EXERCISE DETAILS:
Pictures are to be left out. Copy exactly, and only, the lines from the start of the entries below to the line with "point: camouflage trousers", both included.

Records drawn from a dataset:
=-=-=
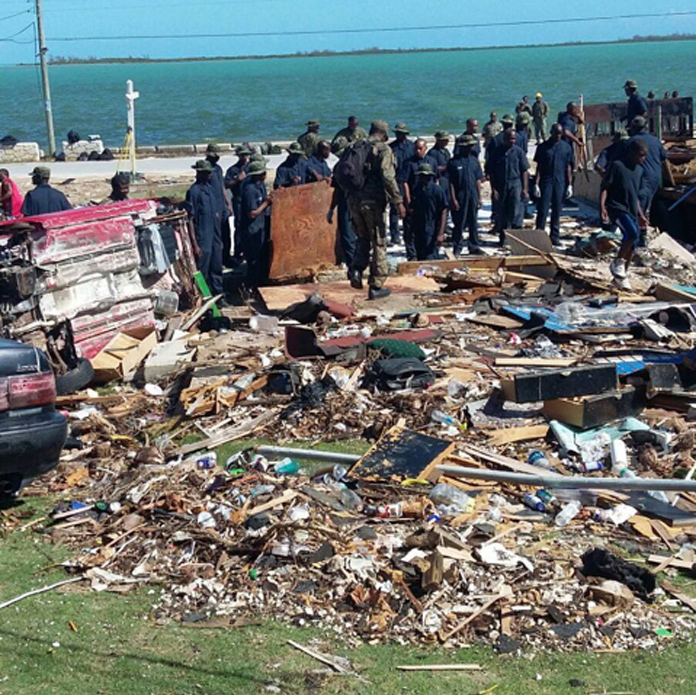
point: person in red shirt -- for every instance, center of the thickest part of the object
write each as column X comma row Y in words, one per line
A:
column 11, row 199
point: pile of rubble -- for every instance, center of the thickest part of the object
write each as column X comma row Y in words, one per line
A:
column 527, row 365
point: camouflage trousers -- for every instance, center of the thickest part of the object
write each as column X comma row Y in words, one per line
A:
column 370, row 228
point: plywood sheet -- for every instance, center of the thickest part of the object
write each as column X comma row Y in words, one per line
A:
column 302, row 241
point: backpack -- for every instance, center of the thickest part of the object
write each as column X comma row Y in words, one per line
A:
column 399, row 373
column 350, row 172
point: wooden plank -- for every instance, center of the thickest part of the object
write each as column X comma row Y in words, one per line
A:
column 472, row 262
column 287, row 496
column 228, row 435
column 441, row 667
column 303, row 241
column 518, row 434
column 535, row 362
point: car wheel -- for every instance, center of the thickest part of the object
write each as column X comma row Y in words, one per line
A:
column 75, row 379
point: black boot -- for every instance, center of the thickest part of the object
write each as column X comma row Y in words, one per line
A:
column 355, row 277
column 378, row 293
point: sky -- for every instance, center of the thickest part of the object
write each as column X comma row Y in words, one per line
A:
column 78, row 20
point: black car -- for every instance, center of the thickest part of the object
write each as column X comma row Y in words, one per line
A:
column 32, row 432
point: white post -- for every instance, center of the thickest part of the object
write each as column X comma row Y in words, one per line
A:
column 131, row 96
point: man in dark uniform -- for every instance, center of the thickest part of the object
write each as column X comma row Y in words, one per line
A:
column 619, row 203
column 310, row 139
column 441, row 155
column 403, row 150
column 255, row 213
column 491, row 129
column 610, row 153
column 351, row 133
column 555, row 160
column 637, row 106
column 655, row 166
column 120, row 189
column 497, row 143
column 340, row 203
column 317, row 168
column 510, row 181
column 409, row 174
column 293, row 171
column 44, row 198
column 234, row 178
column 464, row 173
column 204, row 214
column 429, row 215
column 217, row 182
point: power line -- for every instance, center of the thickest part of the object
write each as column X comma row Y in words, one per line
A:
column 383, row 30
column 16, row 14
column 9, row 39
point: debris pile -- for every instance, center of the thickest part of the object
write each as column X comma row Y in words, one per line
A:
column 489, row 389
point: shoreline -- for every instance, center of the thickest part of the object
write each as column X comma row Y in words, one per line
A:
column 68, row 61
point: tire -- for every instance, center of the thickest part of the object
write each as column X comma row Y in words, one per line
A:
column 75, row 379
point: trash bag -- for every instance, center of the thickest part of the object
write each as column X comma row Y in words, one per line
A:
column 601, row 563
column 399, row 373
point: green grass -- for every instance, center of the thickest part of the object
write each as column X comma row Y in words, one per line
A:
column 118, row 649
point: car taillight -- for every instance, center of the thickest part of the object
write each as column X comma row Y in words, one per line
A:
column 31, row 390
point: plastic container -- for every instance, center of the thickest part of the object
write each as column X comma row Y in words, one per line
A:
column 533, row 502
column 207, row 461
column 287, row 467
column 538, row 458
column 166, row 303
column 351, row 500
column 264, row 324
column 449, row 496
column 568, row 513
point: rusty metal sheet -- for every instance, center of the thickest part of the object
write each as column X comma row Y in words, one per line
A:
column 672, row 118
column 302, row 241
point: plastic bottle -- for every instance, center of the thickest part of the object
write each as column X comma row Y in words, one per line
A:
column 567, row 514
column 448, row 495
column 263, row 324
column 351, row 500
column 287, row 467
column 538, row 458
column 546, row 497
column 207, row 461
column 533, row 502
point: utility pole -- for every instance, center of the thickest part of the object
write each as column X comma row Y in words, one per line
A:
column 131, row 96
column 44, row 81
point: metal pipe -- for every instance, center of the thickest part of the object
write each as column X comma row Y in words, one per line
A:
column 314, row 455
column 571, row 482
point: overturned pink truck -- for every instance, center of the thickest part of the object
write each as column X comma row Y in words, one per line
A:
column 71, row 281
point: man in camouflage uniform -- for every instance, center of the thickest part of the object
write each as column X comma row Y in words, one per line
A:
column 367, row 207
column 540, row 112
column 350, row 134
column 310, row 139
column 491, row 129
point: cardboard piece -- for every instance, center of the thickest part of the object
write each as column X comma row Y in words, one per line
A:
column 531, row 387
column 592, row 411
column 121, row 356
column 402, row 454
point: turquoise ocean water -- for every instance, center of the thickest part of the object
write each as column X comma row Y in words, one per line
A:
column 273, row 98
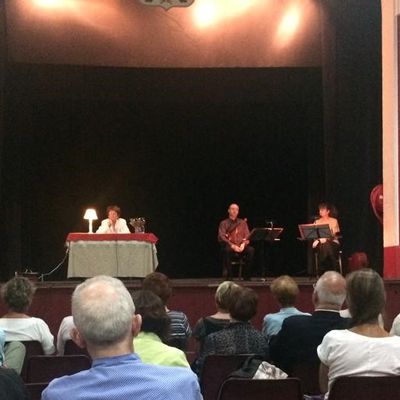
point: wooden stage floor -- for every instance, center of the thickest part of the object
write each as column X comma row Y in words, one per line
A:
column 195, row 297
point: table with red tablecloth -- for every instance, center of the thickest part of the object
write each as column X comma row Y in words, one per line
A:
column 114, row 254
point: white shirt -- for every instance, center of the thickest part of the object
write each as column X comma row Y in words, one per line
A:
column 19, row 329
column 64, row 333
column 347, row 353
column 119, row 227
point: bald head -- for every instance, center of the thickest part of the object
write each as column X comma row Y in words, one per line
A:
column 102, row 309
column 330, row 291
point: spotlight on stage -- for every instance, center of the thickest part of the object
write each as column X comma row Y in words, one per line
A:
column 289, row 25
column 51, row 3
column 90, row 215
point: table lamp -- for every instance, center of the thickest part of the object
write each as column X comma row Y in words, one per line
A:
column 90, row 215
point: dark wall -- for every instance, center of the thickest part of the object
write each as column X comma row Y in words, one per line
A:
column 175, row 146
column 353, row 119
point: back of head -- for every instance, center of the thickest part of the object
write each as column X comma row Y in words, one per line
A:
column 102, row 309
column 365, row 295
column 17, row 293
column 244, row 303
column 159, row 284
column 154, row 317
column 223, row 295
column 330, row 290
column 285, row 290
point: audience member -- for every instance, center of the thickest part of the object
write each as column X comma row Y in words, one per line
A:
column 180, row 331
column 366, row 349
column 240, row 337
column 285, row 291
column 149, row 344
column 220, row 319
column 17, row 325
column 395, row 330
column 11, row 386
column 300, row 335
column 105, row 320
column 64, row 333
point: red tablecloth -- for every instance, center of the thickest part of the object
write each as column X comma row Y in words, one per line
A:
column 98, row 237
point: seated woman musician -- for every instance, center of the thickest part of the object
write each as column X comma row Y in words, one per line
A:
column 327, row 248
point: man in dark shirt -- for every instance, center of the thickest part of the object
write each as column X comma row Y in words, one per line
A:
column 297, row 342
column 233, row 235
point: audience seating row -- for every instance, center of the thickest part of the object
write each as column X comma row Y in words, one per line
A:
column 216, row 384
column 344, row 388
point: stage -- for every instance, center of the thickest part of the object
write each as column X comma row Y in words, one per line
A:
column 195, row 297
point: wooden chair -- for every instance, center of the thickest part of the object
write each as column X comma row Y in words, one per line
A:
column 260, row 389
column 215, row 371
column 46, row 368
column 365, row 388
column 33, row 348
column 308, row 373
column 35, row 390
column 71, row 348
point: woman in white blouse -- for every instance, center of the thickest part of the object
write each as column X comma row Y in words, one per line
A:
column 113, row 223
column 17, row 294
column 366, row 349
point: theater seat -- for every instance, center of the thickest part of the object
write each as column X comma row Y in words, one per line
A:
column 32, row 348
column 260, row 389
column 46, row 368
column 71, row 348
column 35, row 390
column 216, row 370
column 365, row 388
column 308, row 373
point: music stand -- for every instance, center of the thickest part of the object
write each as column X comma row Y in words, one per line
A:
column 315, row 231
column 264, row 235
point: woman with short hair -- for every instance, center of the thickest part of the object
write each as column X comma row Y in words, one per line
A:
column 219, row 320
column 366, row 349
column 180, row 330
column 285, row 291
column 240, row 337
column 17, row 294
column 150, row 344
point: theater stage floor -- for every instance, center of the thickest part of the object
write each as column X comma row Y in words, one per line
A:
column 195, row 297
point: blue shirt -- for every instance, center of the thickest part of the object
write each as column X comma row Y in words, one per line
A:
column 272, row 323
column 125, row 378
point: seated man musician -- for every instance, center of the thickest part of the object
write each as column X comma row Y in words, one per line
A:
column 233, row 235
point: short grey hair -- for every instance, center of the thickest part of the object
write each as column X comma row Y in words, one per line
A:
column 102, row 309
column 331, row 288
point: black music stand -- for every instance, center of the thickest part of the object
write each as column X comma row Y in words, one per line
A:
column 315, row 231
column 264, row 235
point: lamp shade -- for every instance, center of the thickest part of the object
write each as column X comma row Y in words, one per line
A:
column 90, row 214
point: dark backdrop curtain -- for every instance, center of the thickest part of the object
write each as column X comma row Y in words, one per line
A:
column 351, row 54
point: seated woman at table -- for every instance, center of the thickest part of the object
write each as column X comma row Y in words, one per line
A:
column 17, row 294
column 113, row 223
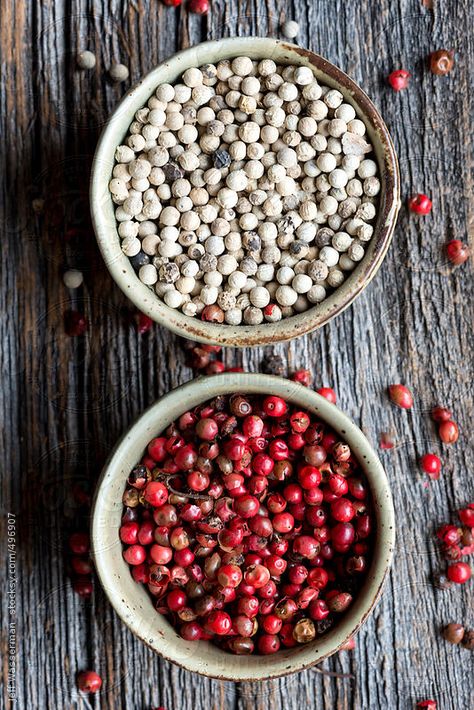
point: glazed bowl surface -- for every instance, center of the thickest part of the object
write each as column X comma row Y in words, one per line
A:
column 131, row 600
column 102, row 206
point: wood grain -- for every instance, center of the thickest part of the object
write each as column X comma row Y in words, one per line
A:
column 64, row 401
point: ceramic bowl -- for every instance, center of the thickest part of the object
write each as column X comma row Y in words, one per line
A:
column 102, row 206
column 131, row 600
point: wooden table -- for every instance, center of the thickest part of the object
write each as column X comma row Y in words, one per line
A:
column 65, row 401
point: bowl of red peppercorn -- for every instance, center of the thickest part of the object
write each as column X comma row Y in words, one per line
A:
column 232, row 308
column 243, row 515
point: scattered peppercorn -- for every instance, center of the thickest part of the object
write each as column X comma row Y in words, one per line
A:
column 73, row 278
column 466, row 515
column 459, row 572
column 401, row 396
column 143, row 323
column 457, row 252
column 468, row 640
column 89, row 682
column 304, row 377
column 75, row 323
column 387, row 440
column 199, row 7
column 118, row 72
column 431, row 465
column 442, row 62
column 399, row 79
column 86, row 60
column 349, row 645
column 290, row 29
column 453, row 633
column 420, row 204
column 448, row 432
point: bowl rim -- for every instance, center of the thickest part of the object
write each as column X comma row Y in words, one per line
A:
column 152, row 421
column 102, row 208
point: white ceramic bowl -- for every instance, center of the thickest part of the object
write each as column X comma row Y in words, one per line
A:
column 102, row 207
column 131, row 600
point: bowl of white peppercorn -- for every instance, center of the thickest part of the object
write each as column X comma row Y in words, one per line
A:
column 244, row 192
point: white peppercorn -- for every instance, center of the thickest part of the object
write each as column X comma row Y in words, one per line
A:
column 253, row 315
column 73, row 278
column 371, row 186
column 86, row 60
column 239, row 203
column 335, row 277
column 329, row 256
column 356, row 251
column 316, row 294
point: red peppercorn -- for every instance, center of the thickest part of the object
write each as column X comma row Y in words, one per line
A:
column 199, row 7
column 318, row 610
column 160, row 554
column 299, row 422
column 82, row 585
column 459, row 572
column 286, row 635
column 466, row 515
column 262, row 464
column 135, row 555
column 79, row 543
column 191, row 631
column 309, row 477
column 207, row 429
column 342, row 510
column 306, row 546
column 442, row 62
column 441, row 414
column 129, row 533
column 342, row 536
column 246, row 506
column 431, row 465
column 156, row 493
column 338, row 484
column 328, row 393
column 283, row 522
column 457, row 252
column 420, row 204
column 268, row 539
column 401, row 396
column 268, row 644
column 274, row 406
column 448, row 432
column 156, row 448
column 304, row 377
column 399, row 79
column 176, row 600
column 89, row 682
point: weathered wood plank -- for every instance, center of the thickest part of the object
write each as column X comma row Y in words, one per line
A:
column 67, row 401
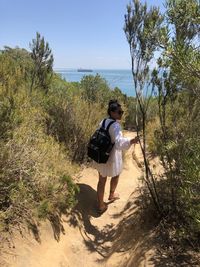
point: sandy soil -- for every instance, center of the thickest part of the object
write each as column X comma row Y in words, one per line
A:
column 117, row 238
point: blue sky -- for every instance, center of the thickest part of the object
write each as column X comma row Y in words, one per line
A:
column 81, row 33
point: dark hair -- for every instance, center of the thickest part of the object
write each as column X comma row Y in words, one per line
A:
column 113, row 105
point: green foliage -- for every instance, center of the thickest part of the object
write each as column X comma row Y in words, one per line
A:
column 173, row 130
column 42, row 64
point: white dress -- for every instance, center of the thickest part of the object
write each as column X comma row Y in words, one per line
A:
column 114, row 165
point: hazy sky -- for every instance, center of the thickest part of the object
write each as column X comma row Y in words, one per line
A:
column 81, row 33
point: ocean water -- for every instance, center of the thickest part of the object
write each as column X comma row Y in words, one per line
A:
column 115, row 78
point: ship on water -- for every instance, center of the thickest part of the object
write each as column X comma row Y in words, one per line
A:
column 84, row 70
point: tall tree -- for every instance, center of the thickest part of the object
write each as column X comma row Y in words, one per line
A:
column 42, row 63
column 143, row 29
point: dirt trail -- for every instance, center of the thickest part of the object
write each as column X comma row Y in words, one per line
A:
column 117, row 238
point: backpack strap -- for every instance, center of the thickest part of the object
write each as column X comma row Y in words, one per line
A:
column 103, row 124
column 110, row 123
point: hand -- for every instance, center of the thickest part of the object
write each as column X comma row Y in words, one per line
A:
column 135, row 140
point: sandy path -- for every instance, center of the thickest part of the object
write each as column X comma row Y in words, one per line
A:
column 116, row 238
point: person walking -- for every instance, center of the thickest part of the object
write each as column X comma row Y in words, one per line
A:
column 113, row 167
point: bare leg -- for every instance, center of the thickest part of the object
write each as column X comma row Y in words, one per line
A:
column 100, row 191
column 113, row 186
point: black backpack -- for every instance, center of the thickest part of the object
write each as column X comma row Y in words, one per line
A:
column 100, row 145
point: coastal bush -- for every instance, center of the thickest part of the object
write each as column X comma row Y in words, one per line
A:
column 173, row 131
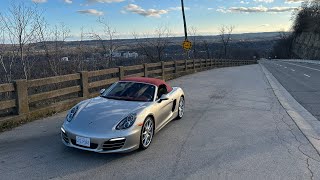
=-=-=
THE ANSWER:
point: person in red shirt -- for every instance, center of the thickest part of the object
write each as column X comma row Y in words, one per line
A:
column 11, row 199
point: pile of rubble -- for every instance, center of the thickest part of the object
write each as column X comma row Y in words, one per line
A:
column 527, row 365
point: camouflage trousers -- for every instance, center of the thickest part of the object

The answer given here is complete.